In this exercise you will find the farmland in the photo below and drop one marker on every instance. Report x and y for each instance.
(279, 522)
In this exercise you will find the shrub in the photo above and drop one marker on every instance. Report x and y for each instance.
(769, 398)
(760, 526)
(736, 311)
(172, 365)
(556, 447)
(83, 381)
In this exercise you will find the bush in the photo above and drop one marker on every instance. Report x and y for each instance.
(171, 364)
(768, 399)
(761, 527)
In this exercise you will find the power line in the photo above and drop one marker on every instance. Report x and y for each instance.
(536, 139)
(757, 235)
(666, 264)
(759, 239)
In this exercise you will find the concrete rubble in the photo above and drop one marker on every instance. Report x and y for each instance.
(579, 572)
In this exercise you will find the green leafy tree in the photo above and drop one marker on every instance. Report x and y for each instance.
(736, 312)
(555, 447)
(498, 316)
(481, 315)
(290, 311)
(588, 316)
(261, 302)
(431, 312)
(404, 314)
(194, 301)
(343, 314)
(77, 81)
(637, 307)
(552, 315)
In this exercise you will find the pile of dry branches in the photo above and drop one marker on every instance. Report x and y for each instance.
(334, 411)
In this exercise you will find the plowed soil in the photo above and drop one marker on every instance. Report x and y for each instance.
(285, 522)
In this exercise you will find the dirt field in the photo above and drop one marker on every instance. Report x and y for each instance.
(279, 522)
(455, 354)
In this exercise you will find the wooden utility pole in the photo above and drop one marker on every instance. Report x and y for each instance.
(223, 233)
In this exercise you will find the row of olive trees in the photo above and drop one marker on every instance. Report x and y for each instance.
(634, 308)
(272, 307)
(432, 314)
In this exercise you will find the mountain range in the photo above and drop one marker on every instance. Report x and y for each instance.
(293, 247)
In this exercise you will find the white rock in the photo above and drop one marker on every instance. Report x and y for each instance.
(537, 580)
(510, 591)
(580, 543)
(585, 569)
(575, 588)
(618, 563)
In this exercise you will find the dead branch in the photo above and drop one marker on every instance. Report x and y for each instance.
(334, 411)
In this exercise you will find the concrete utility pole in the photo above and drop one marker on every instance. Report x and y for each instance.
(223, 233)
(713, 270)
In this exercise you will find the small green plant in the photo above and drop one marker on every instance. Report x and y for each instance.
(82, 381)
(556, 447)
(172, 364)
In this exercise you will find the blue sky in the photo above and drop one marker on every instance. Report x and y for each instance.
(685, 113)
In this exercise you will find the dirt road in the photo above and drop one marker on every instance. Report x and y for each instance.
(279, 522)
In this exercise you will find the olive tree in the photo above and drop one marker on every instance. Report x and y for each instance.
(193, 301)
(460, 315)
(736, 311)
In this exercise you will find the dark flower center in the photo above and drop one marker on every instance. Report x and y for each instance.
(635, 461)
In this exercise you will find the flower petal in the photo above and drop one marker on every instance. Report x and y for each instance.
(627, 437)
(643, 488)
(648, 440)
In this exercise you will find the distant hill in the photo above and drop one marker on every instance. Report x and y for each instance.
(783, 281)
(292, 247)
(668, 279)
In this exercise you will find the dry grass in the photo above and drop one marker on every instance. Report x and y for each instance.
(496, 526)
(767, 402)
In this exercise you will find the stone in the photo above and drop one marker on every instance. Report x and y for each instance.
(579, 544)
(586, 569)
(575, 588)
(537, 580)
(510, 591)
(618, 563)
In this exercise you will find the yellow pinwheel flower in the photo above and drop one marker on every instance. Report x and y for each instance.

### TASK TO COMPLETE
Your reply should contain every record, unchanged and complete.

### SOLUTION BELOW
In this exercise you will find the farmland in the photo below and drop one marker on every instance. Report x and y for each instance.
(279, 522)
In this exercise you will find the shrub in the photo above and drop one marker on every instance. Report x and y for each instance.
(769, 398)
(760, 526)
(736, 311)
(172, 365)
(556, 447)
(83, 381)
In this exercise you will find the bush in the photo above and drop one marker on every instance. Report x and y for each instance.
(171, 364)
(768, 399)
(761, 527)
In this exercise you will find the power line in the photo above and drop one marker on every instance. Report x and y for each instance.
(536, 139)
(757, 235)
(666, 264)
(759, 239)
In this exercise you will find the concrete rubble in the photo above and drop one marker on every instance. Report x and y for each instance.
(579, 572)
In this exercise you will find the green leafy tree in the photo above and drop one marker on every instance. Report x and y for each instance.
(736, 312)
(555, 447)
(498, 316)
(481, 315)
(290, 311)
(588, 316)
(261, 302)
(431, 312)
(404, 314)
(194, 301)
(343, 314)
(77, 81)
(637, 307)
(552, 315)
In this exercise you will find the pile of dry branches in the photo above and drop one marker on every instance. Report x and y for each instance.
(334, 411)
In this exercise you will find the plowed soil in the photo above and drop one marker on every instance. Report x and y for each instance.
(285, 522)
In this exercise you will find the dirt field in the photo above and drop one marker on every instance. Report x and y for each instance.
(279, 522)
(455, 354)
In this exercise you will find the wooden utility pole in the photo above and drop one marker on every instance. Report x and y for each instance.
(223, 233)
In this exercise you will find the row of olive trees in the photo above and drop one marker on every instance. Report x and y for each instance.
(634, 308)
(272, 307)
(432, 314)
In this exercise you will find the mountain range in the photo above and drop one marker on every instance. Report x and y for each instance.
(293, 247)
In this exercise you will find the white rock in the photo above and drop one marker on every instance. Report x and y for each instance.
(537, 580)
(510, 591)
(580, 543)
(585, 569)
(575, 588)
(618, 563)
In this exercise you will find the dead branch in the photo above and drop one marker on every instance. Report x and y for each instance.
(334, 411)
In this exercise you will find the concrete utility pole in the photo above and drop one marker on every instance. Report x and y for each instance.
(223, 233)
(713, 270)
In this exercise you will find the small green plant in the photo above and drop one marker on every instance. Report x and y for each instance.
(82, 381)
(556, 447)
(172, 364)
In this exercise you will find the blue sky in the photo above and drop one marker on every instance. Report x and y for each instance.
(685, 113)
In this exercise you will find the dirt road in the photo above and drop one marker on every instance. Report x and y for each instance.
(279, 522)
In this exercise you will find the olive tree in the photo above and drop one marker on every instance. Report x and y for each instance.
(193, 301)
(460, 315)
(736, 311)
In this exercise you will find the dark flower center in the photo above and drop one marker on every instance. Report x and y for each instance.
(635, 461)
In this exercise you will find the flower petal in the photo above and drop one marker on every instance. Report x and y for each instance.
(627, 437)
(643, 488)
(648, 440)
In this exercise you will find the distant hill in the photo above and drop one marker on every instance. Report x and y for each instance.
(783, 281)
(292, 247)
(668, 279)
In this exercise you will find the dry grass in the photo above and drop one marker on every instance. Report x and y for each instance.
(496, 526)
(767, 402)
In this exercise you will find the stone in the photo above and drop one marker on every instance. Report x and y for each instance.
(579, 544)
(586, 569)
(575, 588)
(537, 580)
(510, 591)
(618, 563)
In this exercise you will find the yellow pinwheel flower in the photo above and drop one marker on every instance. Report x and y for each instance.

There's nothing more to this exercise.